**WHAT YOU SHOULD DO**
Please rewrite the records in the stretch from the line containing "In[2]: # box the red lettering in this photo" through the line containing "[176,214,185,227]", putting "red signage" wherever "red lettering" appears and leaving everything else unchanged.

★ ★ ★ ★ ★

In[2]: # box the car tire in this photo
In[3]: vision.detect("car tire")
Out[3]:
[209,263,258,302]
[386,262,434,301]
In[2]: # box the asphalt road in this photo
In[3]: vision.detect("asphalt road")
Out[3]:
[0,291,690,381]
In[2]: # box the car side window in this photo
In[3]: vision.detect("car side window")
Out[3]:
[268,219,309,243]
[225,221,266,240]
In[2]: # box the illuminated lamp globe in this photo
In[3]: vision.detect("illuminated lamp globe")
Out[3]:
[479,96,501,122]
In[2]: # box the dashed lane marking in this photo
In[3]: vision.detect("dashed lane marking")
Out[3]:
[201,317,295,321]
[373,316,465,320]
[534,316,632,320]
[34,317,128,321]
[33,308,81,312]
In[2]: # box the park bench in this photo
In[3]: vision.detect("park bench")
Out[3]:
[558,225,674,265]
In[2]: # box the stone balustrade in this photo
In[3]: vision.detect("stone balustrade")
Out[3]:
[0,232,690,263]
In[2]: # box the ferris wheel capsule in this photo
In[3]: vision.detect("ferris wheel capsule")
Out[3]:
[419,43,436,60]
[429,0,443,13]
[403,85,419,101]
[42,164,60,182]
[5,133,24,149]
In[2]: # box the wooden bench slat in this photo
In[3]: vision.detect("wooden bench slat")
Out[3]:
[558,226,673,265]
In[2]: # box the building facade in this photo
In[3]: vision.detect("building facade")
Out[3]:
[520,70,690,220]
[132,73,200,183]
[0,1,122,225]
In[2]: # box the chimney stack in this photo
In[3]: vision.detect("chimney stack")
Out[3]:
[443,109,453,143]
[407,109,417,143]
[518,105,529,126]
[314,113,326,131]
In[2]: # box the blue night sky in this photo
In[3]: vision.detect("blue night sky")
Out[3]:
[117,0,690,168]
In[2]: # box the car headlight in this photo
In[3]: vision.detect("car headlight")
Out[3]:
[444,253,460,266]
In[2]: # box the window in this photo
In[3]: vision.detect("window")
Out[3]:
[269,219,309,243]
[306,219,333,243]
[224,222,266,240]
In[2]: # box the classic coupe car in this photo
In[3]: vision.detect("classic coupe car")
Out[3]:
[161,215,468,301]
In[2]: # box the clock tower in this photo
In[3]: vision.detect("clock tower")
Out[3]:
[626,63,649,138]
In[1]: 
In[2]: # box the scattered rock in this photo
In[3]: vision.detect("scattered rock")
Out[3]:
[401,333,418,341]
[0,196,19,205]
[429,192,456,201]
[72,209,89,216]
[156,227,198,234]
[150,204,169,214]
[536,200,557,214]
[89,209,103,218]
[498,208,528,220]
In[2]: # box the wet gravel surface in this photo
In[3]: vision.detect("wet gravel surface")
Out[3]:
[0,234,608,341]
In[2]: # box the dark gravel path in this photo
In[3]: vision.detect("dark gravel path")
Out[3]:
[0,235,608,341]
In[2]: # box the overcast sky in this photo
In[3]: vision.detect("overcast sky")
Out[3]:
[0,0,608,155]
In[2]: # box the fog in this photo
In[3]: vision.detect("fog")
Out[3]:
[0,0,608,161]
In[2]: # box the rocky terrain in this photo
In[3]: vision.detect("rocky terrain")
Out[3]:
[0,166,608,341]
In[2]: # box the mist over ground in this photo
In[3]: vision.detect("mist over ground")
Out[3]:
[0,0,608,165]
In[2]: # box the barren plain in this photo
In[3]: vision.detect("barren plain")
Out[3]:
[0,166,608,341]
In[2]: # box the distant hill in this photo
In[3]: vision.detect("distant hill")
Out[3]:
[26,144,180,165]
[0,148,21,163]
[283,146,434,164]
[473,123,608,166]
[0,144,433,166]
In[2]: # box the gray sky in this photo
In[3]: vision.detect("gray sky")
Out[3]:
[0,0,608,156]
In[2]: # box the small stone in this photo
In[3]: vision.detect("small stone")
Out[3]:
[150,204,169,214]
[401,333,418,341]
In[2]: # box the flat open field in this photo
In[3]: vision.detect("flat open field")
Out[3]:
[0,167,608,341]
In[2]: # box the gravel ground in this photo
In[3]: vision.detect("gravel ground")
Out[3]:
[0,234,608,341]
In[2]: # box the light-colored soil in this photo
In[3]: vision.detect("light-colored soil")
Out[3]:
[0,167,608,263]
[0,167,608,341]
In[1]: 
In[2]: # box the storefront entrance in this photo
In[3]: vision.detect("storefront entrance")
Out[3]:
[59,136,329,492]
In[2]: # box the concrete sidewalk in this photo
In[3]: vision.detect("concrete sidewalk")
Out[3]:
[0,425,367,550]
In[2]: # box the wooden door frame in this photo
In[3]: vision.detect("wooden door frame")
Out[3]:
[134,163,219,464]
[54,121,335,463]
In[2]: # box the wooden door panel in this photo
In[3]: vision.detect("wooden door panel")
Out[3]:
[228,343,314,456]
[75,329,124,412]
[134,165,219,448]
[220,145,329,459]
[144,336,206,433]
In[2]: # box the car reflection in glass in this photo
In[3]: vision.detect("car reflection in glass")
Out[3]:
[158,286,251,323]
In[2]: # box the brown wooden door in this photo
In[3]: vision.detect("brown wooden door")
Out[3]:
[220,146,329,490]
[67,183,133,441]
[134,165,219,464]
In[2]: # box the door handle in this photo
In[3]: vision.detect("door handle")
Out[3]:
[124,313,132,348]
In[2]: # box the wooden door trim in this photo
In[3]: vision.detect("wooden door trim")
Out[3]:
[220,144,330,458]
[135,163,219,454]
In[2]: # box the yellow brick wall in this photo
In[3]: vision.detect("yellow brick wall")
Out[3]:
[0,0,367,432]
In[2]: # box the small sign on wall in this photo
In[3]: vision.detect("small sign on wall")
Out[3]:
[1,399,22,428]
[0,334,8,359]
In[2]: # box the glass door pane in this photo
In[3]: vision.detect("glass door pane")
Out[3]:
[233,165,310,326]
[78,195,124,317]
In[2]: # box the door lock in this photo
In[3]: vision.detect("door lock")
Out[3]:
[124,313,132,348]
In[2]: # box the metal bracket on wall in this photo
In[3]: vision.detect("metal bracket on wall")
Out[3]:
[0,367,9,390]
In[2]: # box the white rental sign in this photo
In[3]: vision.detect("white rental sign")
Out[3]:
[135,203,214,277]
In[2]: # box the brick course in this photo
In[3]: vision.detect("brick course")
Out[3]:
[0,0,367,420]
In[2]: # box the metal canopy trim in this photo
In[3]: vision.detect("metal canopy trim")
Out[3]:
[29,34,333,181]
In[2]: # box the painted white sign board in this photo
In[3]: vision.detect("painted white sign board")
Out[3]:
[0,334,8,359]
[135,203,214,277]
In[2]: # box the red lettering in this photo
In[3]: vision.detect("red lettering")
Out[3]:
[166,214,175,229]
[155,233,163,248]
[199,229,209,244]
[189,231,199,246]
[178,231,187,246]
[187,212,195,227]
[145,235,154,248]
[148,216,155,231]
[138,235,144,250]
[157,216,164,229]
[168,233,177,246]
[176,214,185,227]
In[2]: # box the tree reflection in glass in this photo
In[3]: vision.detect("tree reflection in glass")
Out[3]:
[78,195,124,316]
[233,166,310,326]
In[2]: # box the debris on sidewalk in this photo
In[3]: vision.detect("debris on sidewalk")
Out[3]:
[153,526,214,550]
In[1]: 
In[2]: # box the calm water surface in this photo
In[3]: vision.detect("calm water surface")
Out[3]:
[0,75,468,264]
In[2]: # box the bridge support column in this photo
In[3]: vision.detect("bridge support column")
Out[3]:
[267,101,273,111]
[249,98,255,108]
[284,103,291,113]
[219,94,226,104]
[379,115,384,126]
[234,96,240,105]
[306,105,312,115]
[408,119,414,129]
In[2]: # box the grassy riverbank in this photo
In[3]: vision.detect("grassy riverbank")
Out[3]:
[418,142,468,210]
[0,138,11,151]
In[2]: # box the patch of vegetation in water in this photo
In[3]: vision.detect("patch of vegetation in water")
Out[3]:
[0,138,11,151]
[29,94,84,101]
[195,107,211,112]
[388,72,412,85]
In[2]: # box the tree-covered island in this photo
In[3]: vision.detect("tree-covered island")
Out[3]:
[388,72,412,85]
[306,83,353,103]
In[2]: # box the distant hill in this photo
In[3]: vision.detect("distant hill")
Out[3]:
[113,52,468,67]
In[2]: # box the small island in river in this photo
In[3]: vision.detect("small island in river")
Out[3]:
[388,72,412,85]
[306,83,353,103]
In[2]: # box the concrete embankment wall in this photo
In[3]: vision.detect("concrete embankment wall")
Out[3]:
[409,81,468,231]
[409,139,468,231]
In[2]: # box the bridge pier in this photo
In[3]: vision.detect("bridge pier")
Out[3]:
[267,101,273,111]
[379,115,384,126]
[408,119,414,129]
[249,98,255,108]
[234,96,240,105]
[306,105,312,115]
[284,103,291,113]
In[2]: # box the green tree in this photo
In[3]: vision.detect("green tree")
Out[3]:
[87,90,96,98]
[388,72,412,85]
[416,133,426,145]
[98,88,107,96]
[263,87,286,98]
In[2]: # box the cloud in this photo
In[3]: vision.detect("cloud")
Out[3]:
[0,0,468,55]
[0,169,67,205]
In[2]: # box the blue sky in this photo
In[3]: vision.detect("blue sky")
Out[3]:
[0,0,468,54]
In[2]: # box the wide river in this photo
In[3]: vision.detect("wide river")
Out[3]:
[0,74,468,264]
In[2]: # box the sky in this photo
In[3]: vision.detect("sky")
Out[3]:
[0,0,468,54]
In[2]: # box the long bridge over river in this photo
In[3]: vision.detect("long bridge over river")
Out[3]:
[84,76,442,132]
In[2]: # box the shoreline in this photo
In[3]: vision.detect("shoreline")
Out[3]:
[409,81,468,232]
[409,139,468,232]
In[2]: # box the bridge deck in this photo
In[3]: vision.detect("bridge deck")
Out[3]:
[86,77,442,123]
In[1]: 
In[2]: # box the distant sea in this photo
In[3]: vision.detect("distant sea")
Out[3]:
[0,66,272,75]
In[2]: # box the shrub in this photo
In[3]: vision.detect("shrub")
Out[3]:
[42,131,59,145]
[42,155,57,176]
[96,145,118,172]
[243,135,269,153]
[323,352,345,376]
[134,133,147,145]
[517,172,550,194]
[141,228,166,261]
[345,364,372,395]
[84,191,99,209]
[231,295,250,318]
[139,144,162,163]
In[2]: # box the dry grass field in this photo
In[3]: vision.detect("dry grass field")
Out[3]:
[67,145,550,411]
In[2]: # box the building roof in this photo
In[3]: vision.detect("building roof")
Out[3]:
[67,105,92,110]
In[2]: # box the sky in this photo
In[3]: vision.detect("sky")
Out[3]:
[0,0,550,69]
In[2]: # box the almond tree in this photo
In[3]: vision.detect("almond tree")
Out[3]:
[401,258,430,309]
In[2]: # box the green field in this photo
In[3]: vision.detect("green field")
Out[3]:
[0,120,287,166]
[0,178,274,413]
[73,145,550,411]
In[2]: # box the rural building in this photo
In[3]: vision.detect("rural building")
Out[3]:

★ ★ ★ ★ ★

**ANSWER TO THE EXERCISE**
In[2]: # box the red signage in this photo
In[3]: vision.detect("red signage")
Out[3]:
[166,214,175,229]
[155,233,163,248]
[199,229,209,244]
[189,231,199,246]
[178,231,187,246]
[187,212,195,227]
[145,235,154,248]
[148,216,155,231]
[138,235,144,250]
[157,216,164,229]
[168,233,177,246]
[176,214,185,227]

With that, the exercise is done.